──────── Source document

Brave are those who read the source code. I promise it's not intentionally obfuscated -- there's just a lot of unicoding going on, and then copious use of the right-handed saturn operator in perl.

Why would you want code for this rather than a dictionary? Dictionaries are limited to their vocabulary, which is also sensitive to things like tokenization. Having a completely parametric solution seemed much more generalizable.

Why would I possibly want this?

We've been doing a bunch of work recently on simultaneous machine interpretation (aka "real time machine translation"). None of us is a speech person, either in the "recognition" or "synthesis" sense. This unfortunately means that to date, all of our models treat each word as "equally long" when training and, perhaps more importantly, evaluating models. For instance, if we want to measure the décalage (aka time-lag, aka ear-voice-span) between when a Japanese word is "heard" and the corresponding English translation is "spoken", we've been assuming all words take precisely 1 second to speak. This is obviously ridiculous.

────────────────
──────── Available records

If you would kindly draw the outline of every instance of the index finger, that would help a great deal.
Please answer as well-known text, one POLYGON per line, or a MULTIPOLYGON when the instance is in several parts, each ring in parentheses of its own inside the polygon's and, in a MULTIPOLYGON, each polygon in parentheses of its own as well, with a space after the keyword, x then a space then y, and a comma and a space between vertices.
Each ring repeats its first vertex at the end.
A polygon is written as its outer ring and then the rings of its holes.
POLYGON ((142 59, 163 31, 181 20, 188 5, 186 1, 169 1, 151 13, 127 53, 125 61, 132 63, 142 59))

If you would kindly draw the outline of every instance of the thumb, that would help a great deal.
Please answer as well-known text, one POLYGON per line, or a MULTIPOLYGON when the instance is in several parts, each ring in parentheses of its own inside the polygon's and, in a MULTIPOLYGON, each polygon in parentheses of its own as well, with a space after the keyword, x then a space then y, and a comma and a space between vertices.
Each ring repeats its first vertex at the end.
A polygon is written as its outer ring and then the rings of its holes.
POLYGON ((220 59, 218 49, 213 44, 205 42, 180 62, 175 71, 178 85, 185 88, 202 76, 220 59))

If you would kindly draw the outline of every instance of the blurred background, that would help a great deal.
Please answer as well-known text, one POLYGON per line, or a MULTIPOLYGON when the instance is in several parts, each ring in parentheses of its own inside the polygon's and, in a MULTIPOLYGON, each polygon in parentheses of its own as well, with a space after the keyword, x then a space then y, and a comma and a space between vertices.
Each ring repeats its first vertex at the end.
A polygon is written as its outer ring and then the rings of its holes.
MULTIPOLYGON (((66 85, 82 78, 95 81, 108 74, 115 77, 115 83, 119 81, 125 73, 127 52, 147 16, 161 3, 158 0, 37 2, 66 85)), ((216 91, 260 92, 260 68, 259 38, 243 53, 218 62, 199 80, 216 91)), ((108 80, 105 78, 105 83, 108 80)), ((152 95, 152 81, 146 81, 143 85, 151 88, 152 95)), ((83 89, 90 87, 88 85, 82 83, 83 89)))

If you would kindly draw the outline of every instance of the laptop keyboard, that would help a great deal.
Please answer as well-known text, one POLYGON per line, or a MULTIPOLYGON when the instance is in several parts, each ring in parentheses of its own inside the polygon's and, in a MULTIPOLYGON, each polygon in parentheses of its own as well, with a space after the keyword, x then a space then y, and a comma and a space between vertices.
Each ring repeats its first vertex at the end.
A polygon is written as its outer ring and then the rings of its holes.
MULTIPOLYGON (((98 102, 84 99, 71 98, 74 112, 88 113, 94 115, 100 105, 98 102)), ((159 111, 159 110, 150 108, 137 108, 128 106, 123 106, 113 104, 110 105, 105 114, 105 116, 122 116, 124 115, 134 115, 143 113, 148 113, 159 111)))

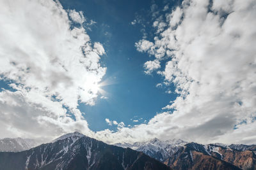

────────────────

=== Task requirements ===
**1.** Please render the listing, from its start through the line that contains "POLYGON ((220 59, 218" (inclusive), as a Markdown table with columns Row and Entry, omitting blank lines.
**2.** Carry the post on word timing in simultaneous machine interpretation forward from its last sentence.
The listing is unrelated to the text above it.

=== Answers in order ===
**1.**
| Row | Entry |
|---|---|
| 1 | If you would kindly draw the outline of every instance of the index finger, that would help a great deal. |
| 2 | Please answer as well-known text, one POLYGON per line, or a MULTIPOLYGON when the instance is in several parts, each ring in parentheses of its own inside the polygon's and, in a MULTIPOLYGON, each polygon in parentheses of its own as well, with a space after the keyword, x then a space then y, and a comma and a space between vertices. |
| 3 | Each ring repeats its first vertex at the end. |
| 4 | A polygon is written as its outer ring and then the rings of its holes. |
| 5 | POLYGON ((142 59, 163 31, 181 20, 188 5, 186 1, 169 1, 151 13, 127 53, 125 61, 132 63, 142 59)) |
| 6 | If you would kindly draw the outline of every instance of the thumb, that would help a great deal. |
| 7 | Please answer as well-known text, one POLYGON per line, or a MULTIPOLYGON when the instance is in several parts, each ring in parentheses of its own inside the polygon's and, in a MULTIPOLYGON, each polygon in parentheses of its own as well, with a space after the keyword, x then a space then y, and a comma and a space between vertices. |
| 8 | Each ring repeats its first vertex at the end. |
| 9 | A polygon is written as its outer ring and then the rings of its holes. |
| 10 | POLYGON ((220 59, 218 49, 213 44, 205 42, 180 62, 175 71, 178 85, 185 88, 202 76, 220 59)) |

**2.**
One quick and dirty alternative is to use a text-to-speech (aka speech synthesis) system to synthesize a sentence and use its length as an estimate of how long it would take a person to speak it. This is a totally plausible approach since decent open source synthesis software exists (we use such software to crease these one-liners), but it's slow and bloated and can't be easily distributed. This would be more accurate, but I was after a quick and filthy solution.

How do these scripts work?

There are two functions: one for estimating the amount of time it would take to speak a single word (sayWord in the code), and another for estimating the amount of time it would take to speak a sentence (sayit in the code). I'll first describe how sayWord works; sayit is pretty straightforward.

sayWord works by extracting a bunch of features from the word to be spoken (each of these is a particular regular expression) and evaluating a linear function of the counts of the matches of those regular expressions. The process by which coefficients were generated is explained later. The features are things like: number of characters, number of vowels, number of consonant groups, number of non-letters, number of vowel-consonant switches, number of digits of various lengths, and whether the word starts or ends with a vowel; and then, for each "reasonable" unicode character for European languages, the count of those characters. Not all of these features appears for each language because I used l1 regularization to prune down the feature set.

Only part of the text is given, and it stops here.